◆ **Extract provided**:
╭──

The Lobby and the Bulldozer: Mearsheimer, Walt and Corrie
From: http://www.truthout.org/docs_2006/041306A.shtml
Thursday 13 April 2006
Weeks after a British magazine published a long article by two American professors titled "The Israel Lobby," the
outrage continued to howl through mainstream US media.
A Los Angeles Times op-ed article by Council on Foreign Relations senior fellow Max Boot helped to set a common tone.
He condemned a working paper by professors John Mearsheimer and Stephen Walt that was excerpted last month in the London
Review of Books.
The working paper, Boot proclaimed, is "nutty." And he strongly implied that the two professors - Mearsheimer at the
University of Chicago and Walt at Harvard - are anti-Semitic.
Many who went on the media attack did more than imply. On April 3, for instance, the same day that the Philadelphia
Inquirer reprinted Boot's piece from the Los Angeles Times, a notably similar op-ed appeared in the Boston Herald under
the headline "Anti-Semitic Paranoia at Harvard."
And so it goes in the national media echo chamber. When a Johns Hopkins University professor weighed in last week on
the op-ed page of the Washington Post, the headline was blunt: "Yes, It's Anti-Semitic." The piece flatly called the
Mearsheimer-Walt essay "kooky academic work" - and "anti-Semitic."
But nothing in the essay is anti-Semitic.

╰──

◆ **Given instruction**: Rewrite the passage of the Israel Lobby article from "A Los Angeles" to "Review of Books.", changing "op-ed article" to "opinion piece".

◆ **Data lines**:
╭──

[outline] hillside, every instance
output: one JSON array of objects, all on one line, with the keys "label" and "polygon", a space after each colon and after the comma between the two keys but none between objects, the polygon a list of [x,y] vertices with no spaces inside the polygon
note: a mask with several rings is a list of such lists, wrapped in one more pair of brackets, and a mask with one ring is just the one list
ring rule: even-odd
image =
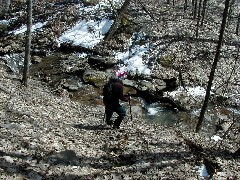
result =
[{"label": "hillside", "polygon": [[23,87],[7,70],[1,63],[1,179],[200,179],[203,163],[214,179],[240,178],[239,159],[223,146],[209,149],[209,138],[136,114],[110,129],[103,106],[56,96],[35,79]]},{"label": "hillside", "polygon": [[[25,2],[14,1],[1,17],[0,179],[240,179],[238,2],[199,134],[192,131],[223,1],[208,1],[198,37],[186,1],[131,1],[118,30],[103,42],[123,1],[109,2],[36,1],[28,87],[20,83]],[[178,120],[149,123],[132,98],[133,119],[125,103],[120,130],[105,126],[101,86],[116,67],[127,71],[124,85],[138,98],[171,105]]]}]

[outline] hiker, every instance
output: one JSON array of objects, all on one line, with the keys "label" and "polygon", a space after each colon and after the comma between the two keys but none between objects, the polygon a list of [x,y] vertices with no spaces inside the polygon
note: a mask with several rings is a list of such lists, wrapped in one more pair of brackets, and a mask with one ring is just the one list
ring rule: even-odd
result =
[{"label": "hiker", "polygon": [[[113,128],[119,129],[120,124],[126,116],[126,110],[120,105],[119,100],[128,101],[129,97],[123,95],[123,83],[119,77],[111,77],[103,88],[103,103],[105,105],[105,121],[107,125],[113,125]],[[118,114],[117,119],[111,120],[113,113]]]}]

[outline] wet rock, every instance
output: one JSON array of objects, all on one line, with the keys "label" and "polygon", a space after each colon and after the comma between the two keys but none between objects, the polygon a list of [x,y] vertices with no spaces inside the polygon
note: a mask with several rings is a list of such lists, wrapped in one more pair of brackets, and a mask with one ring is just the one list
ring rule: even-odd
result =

╰──

◆ **Exercise response**:
A Los Angeles Times opinion piece by Council on Foreign Relations senior fellow Max Boot helped to set a common tone.
He condemned a working paper by professors John Mearsheimer and Stephen Walt that was excerpted last month in the London
Review of Books.